* _PASSAGE PROVIDED_
►
We have seen companies generate profit margins 3x higher than the competition by selling direct through creators. And yes, they have done it at scale.
Happy Tuesday Friends,
There is a general rule of thumb in the tech world that if you develop a technology or system that can reduce costs by 50%, you can provide 25% of the cost savings to your customer and you as the technology provider or platform keep the remaining 25%. If you develop a technology or system with these economics, it can scale and disrupt a market.
So, what does this have to do with the creator economy?
We believe this type of margin capture is possible when companies build a system selling direct to their customers and sourcing directly from their suppliers. This is actually what Going Direct is all about. Today, we are going to discuss selling direct through creators. Next week, we will talk about sourcing directly from suppliers.
◄
* _GIVEN TASK A_
According to the passage on going direct, what share of the cost savings does the tech rule of thumb say a provider can pass on to the customer?
* _GIVEN TASK B_
Summarize the passage on going direct in two sentences.
* _GIVEN TASK C_
Please write the next part of the passage on going direct, picking up right after its final sentence.

* _STORED DATA_
►
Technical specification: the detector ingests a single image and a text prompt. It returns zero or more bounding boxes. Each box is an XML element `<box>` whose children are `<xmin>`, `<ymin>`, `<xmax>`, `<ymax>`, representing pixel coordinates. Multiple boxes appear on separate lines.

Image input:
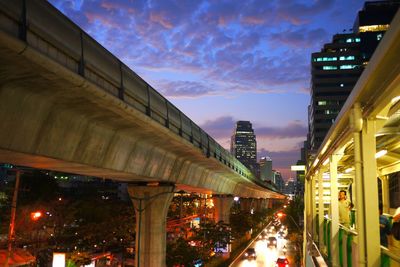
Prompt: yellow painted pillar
<box><xmin>303</xmin><ymin>179</ymin><xmax>310</xmax><ymax>266</ymax></box>
<box><xmin>350</xmin><ymin>103</ymin><xmax>366</xmax><ymax>267</ymax></box>
<box><xmin>318</xmin><ymin>172</ymin><xmax>324</xmax><ymax>250</ymax></box>
<box><xmin>310</xmin><ymin>176</ymin><xmax>318</xmax><ymax>242</ymax></box>
<box><xmin>329</xmin><ymin>155</ymin><xmax>339</xmax><ymax>266</ymax></box>
<box><xmin>361</xmin><ymin>119</ymin><xmax>381</xmax><ymax>266</ymax></box>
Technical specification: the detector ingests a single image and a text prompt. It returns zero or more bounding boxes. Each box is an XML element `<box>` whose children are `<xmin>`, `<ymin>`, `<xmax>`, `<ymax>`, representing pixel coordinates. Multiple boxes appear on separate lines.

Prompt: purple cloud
<box><xmin>156</xmin><ymin>81</ymin><xmax>215</xmax><ymax>97</ymax></box>
<box><xmin>255</xmin><ymin>121</ymin><xmax>308</xmax><ymax>139</ymax></box>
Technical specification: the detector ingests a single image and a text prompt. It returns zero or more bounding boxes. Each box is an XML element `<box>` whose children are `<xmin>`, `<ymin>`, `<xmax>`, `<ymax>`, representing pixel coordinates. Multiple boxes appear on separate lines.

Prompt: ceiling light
<box><xmin>313</xmin><ymin>158</ymin><xmax>319</xmax><ymax>167</ymax></box>
<box><xmin>375</xmin><ymin>149</ymin><xmax>387</xmax><ymax>159</ymax></box>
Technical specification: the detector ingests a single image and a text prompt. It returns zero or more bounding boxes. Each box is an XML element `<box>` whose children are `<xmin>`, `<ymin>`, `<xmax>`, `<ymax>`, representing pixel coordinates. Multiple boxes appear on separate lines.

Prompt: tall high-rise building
<box><xmin>231</xmin><ymin>121</ymin><xmax>257</xmax><ymax>174</ymax></box>
<box><xmin>258</xmin><ymin>157</ymin><xmax>273</xmax><ymax>181</ymax></box>
<box><xmin>308</xmin><ymin>0</ymin><xmax>400</xmax><ymax>151</ymax></box>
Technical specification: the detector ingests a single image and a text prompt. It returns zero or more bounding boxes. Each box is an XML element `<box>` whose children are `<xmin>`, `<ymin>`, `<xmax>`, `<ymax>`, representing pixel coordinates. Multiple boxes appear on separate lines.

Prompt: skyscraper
<box><xmin>259</xmin><ymin>157</ymin><xmax>273</xmax><ymax>181</ymax></box>
<box><xmin>231</xmin><ymin>121</ymin><xmax>257</xmax><ymax>174</ymax></box>
<box><xmin>308</xmin><ymin>0</ymin><xmax>400</xmax><ymax>151</ymax></box>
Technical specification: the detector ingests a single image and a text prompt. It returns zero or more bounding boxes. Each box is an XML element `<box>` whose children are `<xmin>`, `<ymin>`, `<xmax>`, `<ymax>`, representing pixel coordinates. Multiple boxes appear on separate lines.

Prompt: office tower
<box><xmin>231</xmin><ymin>121</ymin><xmax>258</xmax><ymax>174</ymax></box>
<box><xmin>308</xmin><ymin>1</ymin><xmax>400</xmax><ymax>151</ymax></box>
<box><xmin>259</xmin><ymin>157</ymin><xmax>272</xmax><ymax>181</ymax></box>
<box><xmin>272</xmin><ymin>170</ymin><xmax>285</xmax><ymax>192</ymax></box>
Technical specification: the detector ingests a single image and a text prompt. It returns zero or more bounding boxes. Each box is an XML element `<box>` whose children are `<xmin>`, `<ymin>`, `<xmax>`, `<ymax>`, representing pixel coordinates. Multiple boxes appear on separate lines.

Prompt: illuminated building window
<box><xmin>322</xmin><ymin>66</ymin><xmax>337</xmax><ymax>70</ymax></box>
<box><xmin>314</xmin><ymin>57</ymin><xmax>337</xmax><ymax>62</ymax></box>
<box><xmin>358</xmin><ymin>24</ymin><xmax>389</xmax><ymax>32</ymax></box>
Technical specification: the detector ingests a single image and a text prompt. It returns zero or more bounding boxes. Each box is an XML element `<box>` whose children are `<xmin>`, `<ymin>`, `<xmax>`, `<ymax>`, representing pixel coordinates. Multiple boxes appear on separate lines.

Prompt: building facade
<box><xmin>231</xmin><ymin>121</ymin><xmax>258</xmax><ymax>174</ymax></box>
<box><xmin>259</xmin><ymin>157</ymin><xmax>273</xmax><ymax>181</ymax></box>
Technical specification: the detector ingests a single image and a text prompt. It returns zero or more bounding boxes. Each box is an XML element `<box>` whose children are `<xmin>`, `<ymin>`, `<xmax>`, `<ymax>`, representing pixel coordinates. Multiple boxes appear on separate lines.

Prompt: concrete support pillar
<box><xmin>359</xmin><ymin>119</ymin><xmax>381</xmax><ymax>266</ymax></box>
<box><xmin>379</xmin><ymin>175</ymin><xmax>390</xmax><ymax>213</ymax></box>
<box><xmin>128</xmin><ymin>186</ymin><xmax>174</xmax><ymax>267</ymax></box>
<box><xmin>213</xmin><ymin>195</ymin><xmax>233</xmax><ymax>223</ymax></box>
<box><xmin>329</xmin><ymin>155</ymin><xmax>339</xmax><ymax>267</ymax></box>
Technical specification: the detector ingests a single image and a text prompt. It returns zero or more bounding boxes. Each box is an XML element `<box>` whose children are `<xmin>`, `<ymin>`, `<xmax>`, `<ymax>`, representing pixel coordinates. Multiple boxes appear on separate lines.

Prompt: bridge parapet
<box><xmin>0</xmin><ymin>0</ymin><xmax>268</xmax><ymax>186</ymax></box>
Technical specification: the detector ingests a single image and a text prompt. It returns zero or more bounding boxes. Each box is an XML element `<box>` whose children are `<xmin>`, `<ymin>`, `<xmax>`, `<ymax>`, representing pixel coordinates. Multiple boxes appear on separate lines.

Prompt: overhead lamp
<box><xmin>375</xmin><ymin>149</ymin><xmax>387</xmax><ymax>159</ymax></box>
<box><xmin>391</xmin><ymin>95</ymin><xmax>400</xmax><ymax>105</ymax></box>
<box><xmin>344</xmin><ymin>167</ymin><xmax>354</xmax><ymax>173</ymax></box>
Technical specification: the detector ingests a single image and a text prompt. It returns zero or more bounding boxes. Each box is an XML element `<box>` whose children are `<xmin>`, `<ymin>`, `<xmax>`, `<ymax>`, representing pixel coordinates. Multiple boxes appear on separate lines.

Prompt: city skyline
<box><xmin>50</xmin><ymin>0</ymin><xmax>364</xmax><ymax>179</ymax></box>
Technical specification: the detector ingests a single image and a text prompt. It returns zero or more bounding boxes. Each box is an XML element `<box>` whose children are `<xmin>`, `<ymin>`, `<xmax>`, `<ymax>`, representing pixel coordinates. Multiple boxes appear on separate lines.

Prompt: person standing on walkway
<box><xmin>379</xmin><ymin>203</ymin><xmax>390</xmax><ymax>247</ymax></box>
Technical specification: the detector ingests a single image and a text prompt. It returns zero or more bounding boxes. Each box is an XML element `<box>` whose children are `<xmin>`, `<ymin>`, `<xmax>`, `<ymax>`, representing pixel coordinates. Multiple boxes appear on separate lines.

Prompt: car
<box><xmin>267</xmin><ymin>236</ymin><xmax>278</xmax><ymax>247</ymax></box>
<box><xmin>258</xmin><ymin>232</ymin><xmax>267</xmax><ymax>240</ymax></box>
<box><xmin>244</xmin><ymin>248</ymin><xmax>257</xmax><ymax>260</ymax></box>
<box><xmin>278</xmin><ymin>231</ymin><xmax>286</xmax><ymax>238</ymax></box>
<box><xmin>275</xmin><ymin>257</ymin><xmax>289</xmax><ymax>267</ymax></box>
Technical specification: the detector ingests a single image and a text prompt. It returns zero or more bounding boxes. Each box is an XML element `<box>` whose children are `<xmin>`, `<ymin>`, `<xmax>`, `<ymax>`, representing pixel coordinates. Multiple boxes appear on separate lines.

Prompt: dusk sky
<box><xmin>50</xmin><ymin>0</ymin><xmax>364</xmax><ymax>179</ymax></box>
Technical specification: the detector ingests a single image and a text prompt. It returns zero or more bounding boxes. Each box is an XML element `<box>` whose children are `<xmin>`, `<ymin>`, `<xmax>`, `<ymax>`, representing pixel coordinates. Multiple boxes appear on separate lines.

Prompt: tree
<box><xmin>166</xmin><ymin>237</ymin><xmax>200</xmax><ymax>266</ymax></box>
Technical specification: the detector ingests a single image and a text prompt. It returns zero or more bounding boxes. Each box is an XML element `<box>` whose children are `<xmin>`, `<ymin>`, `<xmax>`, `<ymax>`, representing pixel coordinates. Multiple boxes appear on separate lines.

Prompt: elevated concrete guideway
<box><xmin>0</xmin><ymin>0</ymin><xmax>284</xmax><ymax>201</ymax></box>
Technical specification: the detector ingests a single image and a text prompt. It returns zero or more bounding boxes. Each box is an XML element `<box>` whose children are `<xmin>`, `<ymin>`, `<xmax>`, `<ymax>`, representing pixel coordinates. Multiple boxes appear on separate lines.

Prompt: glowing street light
<box><xmin>31</xmin><ymin>211</ymin><xmax>43</xmax><ymax>221</ymax></box>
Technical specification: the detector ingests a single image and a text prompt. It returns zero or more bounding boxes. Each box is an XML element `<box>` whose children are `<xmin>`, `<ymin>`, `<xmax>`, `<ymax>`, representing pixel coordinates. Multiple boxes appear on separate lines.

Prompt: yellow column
<box><xmin>318</xmin><ymin>172</ymin><xmax>324</xmax><ymax>250</ymax></box>
<box><xmin>303</xmin><ymin>179</ymin><xmax>310</xmax><ymax>266</ymax></box>
<box><xmin>329</xmin><ymin>155</ymin><xmax>339</xmax><ymax>266</ymax></box>
<box><xmin>361</xmin><ymin>119</ymin><xmax>381</xmax><ymax>266</ymax></box>
<box><xmin>350</xmin><ymin>103</ymin><xmax>368</xmax><ymax>267</ymax></box>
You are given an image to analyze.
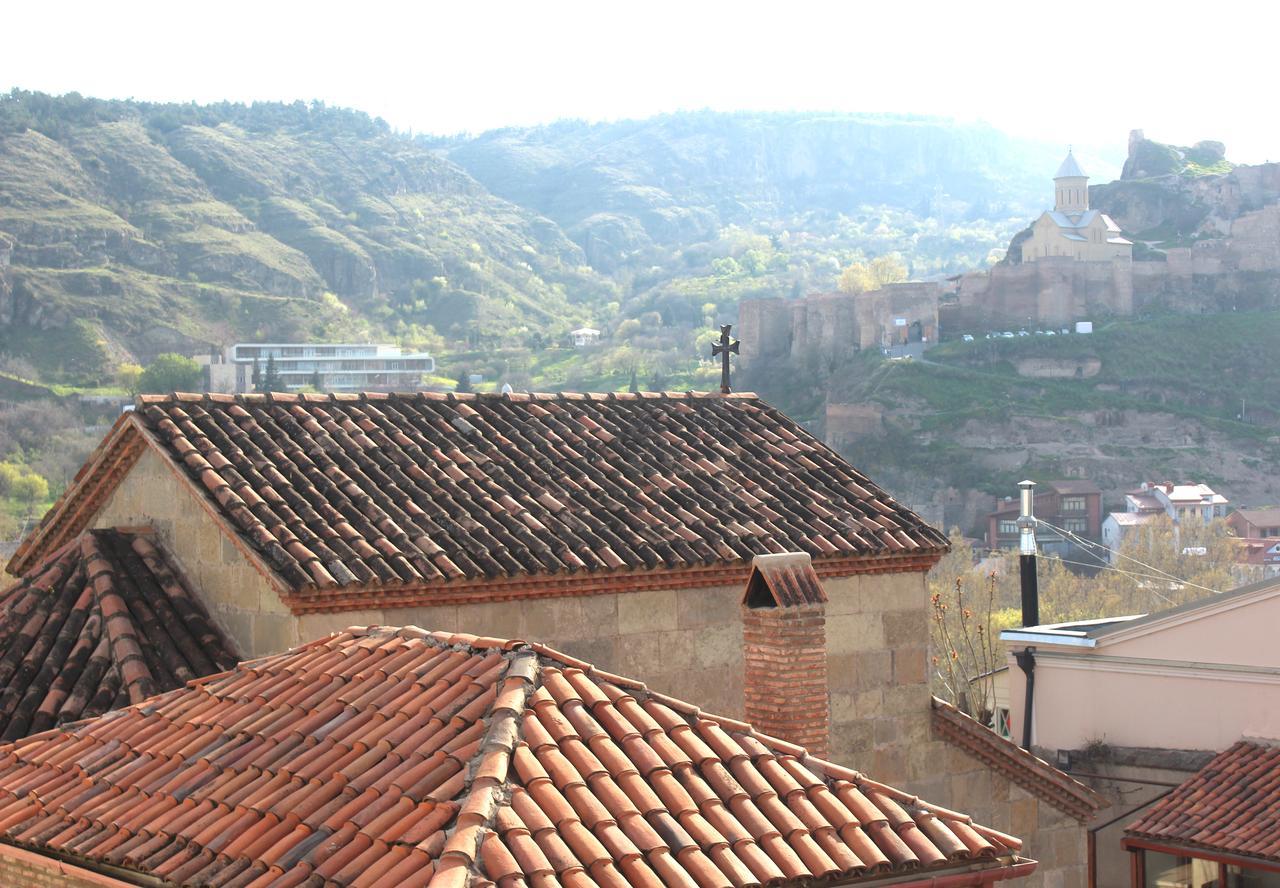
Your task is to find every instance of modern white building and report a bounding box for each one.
[197,343,435,392]
[568,326,600,348]
[1102,481,1231,562]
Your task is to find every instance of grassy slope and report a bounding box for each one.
[828,312,1280,499]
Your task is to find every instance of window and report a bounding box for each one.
[1143,851,1218,888]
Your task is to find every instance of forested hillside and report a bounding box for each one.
[0,91,1100,385]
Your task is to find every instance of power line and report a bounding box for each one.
[1036,518,1219,595]
[1050,555,1177,604]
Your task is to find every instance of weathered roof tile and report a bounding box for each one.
[0,628,1034,888]
[13,393,946,609]
[0,530,236,741]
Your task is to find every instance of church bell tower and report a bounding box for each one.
[1053,151,1089,214]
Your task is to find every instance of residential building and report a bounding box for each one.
[1023,151,1133,262]
[1126,481,1231,525]
[568,326,600,348]
[1226,508,1280,540]
[1124,741,1280,888]
[0,627,1037,888]
[1102,481,1231,562]
[1001,580,1280,885]
[987,480,1102,564]
[10,393,1101,885]
[196,343,435,394]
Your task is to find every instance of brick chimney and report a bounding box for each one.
[742,553,831,757]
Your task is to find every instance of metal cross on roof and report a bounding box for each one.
[712,324,741,394]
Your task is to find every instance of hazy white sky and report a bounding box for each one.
[10,0,1280,163]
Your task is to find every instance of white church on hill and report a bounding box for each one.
[1023,151,1133,262]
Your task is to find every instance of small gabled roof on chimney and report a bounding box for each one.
[742,551,827,608]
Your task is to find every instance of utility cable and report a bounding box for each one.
[1036,518,1219,595]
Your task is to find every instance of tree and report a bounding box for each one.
[13,472,49,516]
[115,361,143,395]
[928,530,1007,724]
[0,462,22,496]
[837,253,906,296]
[138,352,201,394]
[1039,516,1249,623]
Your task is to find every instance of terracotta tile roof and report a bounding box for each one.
[0,628,1036,888]
[12,393,946,609]
[0,530,236,741]
[933,697,1107,823]
[1125,740,1280,862]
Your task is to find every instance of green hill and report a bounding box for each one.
[0,92,614,379]
[0,91,1105,385]
[748,311,1280,532]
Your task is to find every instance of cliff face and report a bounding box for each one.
[0,93,613,379]
[442,113,1057,270]
[1089,129,1280,246]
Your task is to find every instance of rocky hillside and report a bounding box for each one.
[0,93,614,377]
[0,91,1105,385]
[1089,129,1280,246]
[443,113,1060,270]
[773,311,1280,532]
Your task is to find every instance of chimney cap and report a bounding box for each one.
[742,551,827,608]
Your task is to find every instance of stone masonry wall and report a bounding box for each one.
[85,450,1085,888]
[93,448,300,656]
[0,848,127,888]
[93,450,929,767]
[904,740,1085,888]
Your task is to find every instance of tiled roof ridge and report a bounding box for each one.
[1124,738,1280,862]
[932,697,1107,823]
[0,627,1036,888]
[0,527,237,742]
[343,626,1029,850]
[134,389,759,407]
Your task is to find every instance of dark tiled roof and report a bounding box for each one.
[0,530,236,741]
[933,697,1107,823]
[1125,740,1280,862]
[15,394,946,604]
[0,628,1034,888]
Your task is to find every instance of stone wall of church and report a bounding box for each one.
[0,846,129,888]
[85,450,1084,888]
[901,740,1090,888]
[93,449,929,783]
[92,448,300,656]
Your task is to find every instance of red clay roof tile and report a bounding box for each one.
[10,393,946,608]
[0,530,237,741]
[1125,740,1280,864]
[0,628,1020,888]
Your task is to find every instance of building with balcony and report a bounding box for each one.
[197,343,435,393]
[987,481,1102,563]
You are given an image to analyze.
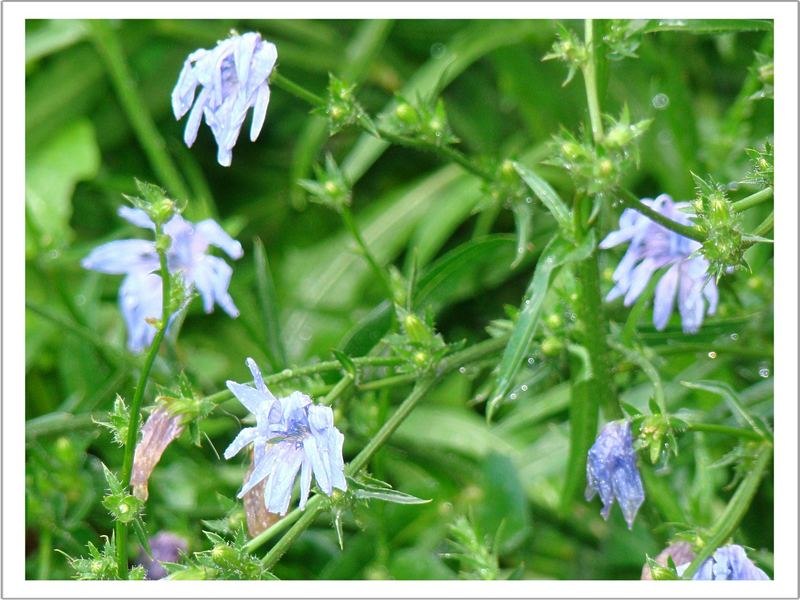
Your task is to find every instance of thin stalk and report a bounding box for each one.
[733,186,775,212]
[686,423,764,441]
[115,225,170,579]
[683,444,772,579]
[620,192,706,244]
[36,527,53,580]
[581,19,604,144]
[204,356,405,404]
[86,19,189,200]
[270,71,494,181]
[245,336,508,556]
[340,206,394,303]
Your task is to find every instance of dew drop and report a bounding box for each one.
◄
* _FINAL RESULT A_
25% of the cost savings.

* _FINAL RESULT B_
A tech rule of thumb holds that a system cutting costs by 50% can give 25% of the savings to customers while the provider keeps the other 25%, and such economics let it scale and disrupt a market. The writers believe this kind of margin capture is possible when companies sell direct to customers and source directly from suppliers, which is what Going Direct is about, with selling through creators covered today and sourcing from suppliers next week.

* _FINAL RESULT C_
This is the goal
Traditional Retail
It is widely understood that if you are selling a product into big box retail, you must work with specific distributors or a network of brokers and sales agents to get on the shelves. This wholesale distribution model was built around the previous industrial revolution and our large, centralized systems of production. It has been highly effective and has largely remained the same over the past several decades.
If you are selling a product into this world, you will lose around 60-65% margin all-in between the distributor, paying brokers/sales agents, and other chargebacks and stocking fees the retailer charges. So, if you do not have at least 75% - 80% gross margins on your product, it is difficult to make traditional retail a sustainable and profitable sales channel. Not to mention, retailers pay their suppliers anywhere between 30-90 days (sometimes longer) after receiving the product.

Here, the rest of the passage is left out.